## Problem to solve
Reproduce the passage of the crash severity text below that opens with the words "In this study, crash" and closes with "in this model.", renaming "crash severity" to "collision severity" wherever it occurs.

## Given text
◆ ◆ ◆

To integrate information related to crashes and traffic attributes such as traffic volume and average speed, recorded by traffic counters, circles are drawn to the centre of each traffic counter with different radius. Next, crashes and adjacent traffic information extracted from traffic counters are combined. This information was integrated by ArcGIS software. Due to the low number of crashes, the larger radius of the circle to the centre of each traffic counter leads to more included crashes. Finally, logit models were calibrated for a 2500 m radius for spatial analysis. Regarding the use of traffic data in modelling, it should be noted that traffic data are considered one hour before the occurrence of crashes for temporal features. Figure 1 shows an output of ArcGis software.

5. Result

In this study, crash severity is modelled by three logit family models: ordered, multinomial, and mixed logit. In this section, achieved results and related interpretations are presented.

5.1. Ordered Logit Model

Table 3 shows the result of calibrating the ordered logit model for crash severity. Independent variables consist of traffic, geometric, human, vehicle, weather, land use, and time variables in this model.

Results show that the minimum headway as a traffic attribute variable is one of the influential variables on crash severity. As the minimum headway increases, the severity of crashes decreases because it gives the driver more time to decide and react before the crash. The nonseparate two-way road has a positive effect on increasing the severity of crashes; this means that on nonseparate two-way roads, there is a possibility of colliding with higher intensity due to the lack of protection between the two routes. Recreational land use has a positive effect on increasing the severity of crashes on suburban roads. Sudden changes in the speed at recreational land use sites on suburban roads increase the probability of more severe collisions and crashes. Snowy weather with a coefficient of −1.198 reduces the severity of crashes because the mental prerequisite of drivers in snowy weather is caution and drivers in snowy weather drive more cautiously. The negative coefficient for the negative slope turn means a decreasing trend in the severity of crashes. The presence of vehicles in the negative slope turn equals low speeds. If the vehicle is a bus, truck, or trailer, the severity of crashes is lower than other vehicles. The lower speed of these vehicles can justify this finding. Agricultural land use is also effective in more severe crashes. The presence of agricultural machinery and more road damage in this land use are the two main factors that increase the severity of crashes in more agricultural land use areas.

5.2. Multinnominal Logit Model

Table 4 shows the results of calibrating the multinominal logit model for the severity of crashes.

◆ ◆ ◆

## Dataset entries
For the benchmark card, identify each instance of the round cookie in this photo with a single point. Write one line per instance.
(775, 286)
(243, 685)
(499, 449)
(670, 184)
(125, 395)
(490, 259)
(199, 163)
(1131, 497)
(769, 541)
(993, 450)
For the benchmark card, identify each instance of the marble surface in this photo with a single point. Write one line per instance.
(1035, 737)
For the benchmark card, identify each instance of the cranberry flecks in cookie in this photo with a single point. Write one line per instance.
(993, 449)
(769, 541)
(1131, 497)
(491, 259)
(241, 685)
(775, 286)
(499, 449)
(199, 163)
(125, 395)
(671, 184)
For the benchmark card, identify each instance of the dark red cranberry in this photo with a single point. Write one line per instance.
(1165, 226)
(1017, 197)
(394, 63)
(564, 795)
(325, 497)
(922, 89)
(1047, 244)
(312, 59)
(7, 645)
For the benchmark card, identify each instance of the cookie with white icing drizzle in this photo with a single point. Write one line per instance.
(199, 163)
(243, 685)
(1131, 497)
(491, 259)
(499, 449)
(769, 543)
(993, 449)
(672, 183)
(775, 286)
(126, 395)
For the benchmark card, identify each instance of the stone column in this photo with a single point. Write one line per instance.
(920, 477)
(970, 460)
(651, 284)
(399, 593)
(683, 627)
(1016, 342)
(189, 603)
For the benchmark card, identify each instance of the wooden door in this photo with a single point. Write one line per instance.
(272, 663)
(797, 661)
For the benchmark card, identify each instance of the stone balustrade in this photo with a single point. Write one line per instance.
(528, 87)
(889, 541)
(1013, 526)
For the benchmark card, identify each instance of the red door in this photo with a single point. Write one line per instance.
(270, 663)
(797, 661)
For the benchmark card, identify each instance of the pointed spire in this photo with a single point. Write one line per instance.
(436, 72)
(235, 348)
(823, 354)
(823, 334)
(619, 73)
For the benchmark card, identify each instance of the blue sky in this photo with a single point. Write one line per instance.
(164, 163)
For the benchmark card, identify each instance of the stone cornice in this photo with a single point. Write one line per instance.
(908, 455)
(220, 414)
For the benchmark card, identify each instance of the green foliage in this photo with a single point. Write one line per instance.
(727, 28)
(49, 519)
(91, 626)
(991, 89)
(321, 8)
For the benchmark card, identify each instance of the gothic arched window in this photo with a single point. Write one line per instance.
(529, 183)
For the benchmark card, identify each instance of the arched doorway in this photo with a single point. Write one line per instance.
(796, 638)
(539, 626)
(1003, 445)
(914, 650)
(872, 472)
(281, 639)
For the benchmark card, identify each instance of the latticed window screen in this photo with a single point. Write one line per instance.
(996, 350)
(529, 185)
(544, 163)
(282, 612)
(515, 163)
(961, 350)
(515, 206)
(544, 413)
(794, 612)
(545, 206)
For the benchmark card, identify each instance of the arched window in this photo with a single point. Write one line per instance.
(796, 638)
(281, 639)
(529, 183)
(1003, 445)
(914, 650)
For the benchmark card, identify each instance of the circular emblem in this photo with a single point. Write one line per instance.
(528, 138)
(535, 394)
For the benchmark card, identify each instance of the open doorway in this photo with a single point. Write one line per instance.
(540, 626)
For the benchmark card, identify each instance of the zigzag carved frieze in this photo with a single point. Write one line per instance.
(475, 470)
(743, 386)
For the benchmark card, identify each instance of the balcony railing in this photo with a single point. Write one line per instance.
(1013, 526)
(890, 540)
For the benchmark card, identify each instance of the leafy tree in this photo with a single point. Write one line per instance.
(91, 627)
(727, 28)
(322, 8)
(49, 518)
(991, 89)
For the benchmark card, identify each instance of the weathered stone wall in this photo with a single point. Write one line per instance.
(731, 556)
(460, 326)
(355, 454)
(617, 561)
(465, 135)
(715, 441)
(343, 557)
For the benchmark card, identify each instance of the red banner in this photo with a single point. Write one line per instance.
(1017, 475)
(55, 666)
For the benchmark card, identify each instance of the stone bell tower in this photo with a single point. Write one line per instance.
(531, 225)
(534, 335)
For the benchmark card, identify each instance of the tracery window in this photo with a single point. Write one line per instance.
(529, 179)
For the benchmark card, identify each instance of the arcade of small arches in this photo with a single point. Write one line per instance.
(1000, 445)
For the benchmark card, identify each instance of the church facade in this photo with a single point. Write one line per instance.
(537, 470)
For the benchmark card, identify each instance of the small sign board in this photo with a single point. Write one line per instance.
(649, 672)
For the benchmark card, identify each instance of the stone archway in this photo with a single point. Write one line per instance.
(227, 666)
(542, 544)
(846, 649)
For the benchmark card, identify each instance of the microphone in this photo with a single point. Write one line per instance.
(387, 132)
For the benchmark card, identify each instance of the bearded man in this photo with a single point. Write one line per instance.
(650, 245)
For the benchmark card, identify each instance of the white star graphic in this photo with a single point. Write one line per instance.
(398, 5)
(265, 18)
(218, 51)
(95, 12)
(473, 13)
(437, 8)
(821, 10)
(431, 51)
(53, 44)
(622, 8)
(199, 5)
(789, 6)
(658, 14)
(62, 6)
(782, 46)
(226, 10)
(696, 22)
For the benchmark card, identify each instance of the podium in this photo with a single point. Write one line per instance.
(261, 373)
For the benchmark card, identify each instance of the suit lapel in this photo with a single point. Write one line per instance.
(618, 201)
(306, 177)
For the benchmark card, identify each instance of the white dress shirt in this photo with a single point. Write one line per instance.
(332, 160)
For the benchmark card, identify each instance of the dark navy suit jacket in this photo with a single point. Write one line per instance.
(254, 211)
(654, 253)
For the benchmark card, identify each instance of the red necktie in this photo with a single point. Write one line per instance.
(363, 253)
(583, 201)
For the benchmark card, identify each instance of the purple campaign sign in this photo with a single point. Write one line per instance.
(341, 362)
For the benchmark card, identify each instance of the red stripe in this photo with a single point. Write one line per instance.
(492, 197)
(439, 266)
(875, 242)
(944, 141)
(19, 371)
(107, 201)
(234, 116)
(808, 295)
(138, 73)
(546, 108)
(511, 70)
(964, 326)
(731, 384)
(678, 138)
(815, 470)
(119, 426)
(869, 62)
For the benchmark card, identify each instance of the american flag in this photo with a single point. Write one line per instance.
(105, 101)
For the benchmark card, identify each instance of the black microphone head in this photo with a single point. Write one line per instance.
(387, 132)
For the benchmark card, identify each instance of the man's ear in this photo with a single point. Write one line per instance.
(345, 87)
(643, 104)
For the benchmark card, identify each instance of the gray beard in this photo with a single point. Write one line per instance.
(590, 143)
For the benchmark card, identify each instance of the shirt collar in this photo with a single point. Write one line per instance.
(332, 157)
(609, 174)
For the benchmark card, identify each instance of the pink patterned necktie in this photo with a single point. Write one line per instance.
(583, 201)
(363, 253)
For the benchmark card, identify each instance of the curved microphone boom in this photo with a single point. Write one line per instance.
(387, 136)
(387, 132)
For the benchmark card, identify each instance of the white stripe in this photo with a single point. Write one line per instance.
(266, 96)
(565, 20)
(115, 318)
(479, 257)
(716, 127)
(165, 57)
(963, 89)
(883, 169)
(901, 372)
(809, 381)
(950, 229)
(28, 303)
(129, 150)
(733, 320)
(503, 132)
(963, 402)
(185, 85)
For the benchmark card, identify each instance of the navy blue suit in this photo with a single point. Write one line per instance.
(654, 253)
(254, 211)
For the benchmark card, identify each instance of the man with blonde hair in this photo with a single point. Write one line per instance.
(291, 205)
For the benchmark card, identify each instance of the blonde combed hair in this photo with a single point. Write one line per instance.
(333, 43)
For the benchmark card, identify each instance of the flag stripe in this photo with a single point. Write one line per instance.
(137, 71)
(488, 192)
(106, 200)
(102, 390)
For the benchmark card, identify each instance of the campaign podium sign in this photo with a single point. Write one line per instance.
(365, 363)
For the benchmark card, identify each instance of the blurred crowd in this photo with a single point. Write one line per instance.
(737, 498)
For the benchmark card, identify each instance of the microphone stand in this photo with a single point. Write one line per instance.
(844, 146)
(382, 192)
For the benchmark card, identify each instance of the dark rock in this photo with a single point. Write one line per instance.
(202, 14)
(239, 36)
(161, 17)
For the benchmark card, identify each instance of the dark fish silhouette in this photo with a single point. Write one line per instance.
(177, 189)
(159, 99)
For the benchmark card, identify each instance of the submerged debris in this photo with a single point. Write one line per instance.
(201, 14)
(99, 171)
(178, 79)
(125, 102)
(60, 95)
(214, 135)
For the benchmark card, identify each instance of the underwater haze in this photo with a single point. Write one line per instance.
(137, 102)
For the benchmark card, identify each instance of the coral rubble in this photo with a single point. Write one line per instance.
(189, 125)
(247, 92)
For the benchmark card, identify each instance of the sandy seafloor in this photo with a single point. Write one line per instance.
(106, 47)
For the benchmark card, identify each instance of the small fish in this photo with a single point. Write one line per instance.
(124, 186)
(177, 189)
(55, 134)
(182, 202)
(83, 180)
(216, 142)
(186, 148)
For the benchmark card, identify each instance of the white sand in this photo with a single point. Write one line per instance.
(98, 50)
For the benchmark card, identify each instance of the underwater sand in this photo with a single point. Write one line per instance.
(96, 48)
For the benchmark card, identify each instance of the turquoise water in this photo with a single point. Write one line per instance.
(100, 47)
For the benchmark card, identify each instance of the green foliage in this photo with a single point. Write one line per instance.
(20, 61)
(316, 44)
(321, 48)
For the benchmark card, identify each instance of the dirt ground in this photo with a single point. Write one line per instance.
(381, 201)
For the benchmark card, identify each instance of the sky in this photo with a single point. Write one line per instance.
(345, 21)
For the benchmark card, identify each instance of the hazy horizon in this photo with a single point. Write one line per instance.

◆ ◆ ◆

## Answer for the task
In this study, collision severity is modelled by three logit family models: ordered, multinomial, and mixed logit. In this section, achieved results and related interpretations are presented.

5.1. Ordered Logit Model

Table 3 shows the result of calibrating the ordered logit model for collision severity. Independent variables consist of traffic, geometric, human, vehicle, weather, land use, and time variables in this model.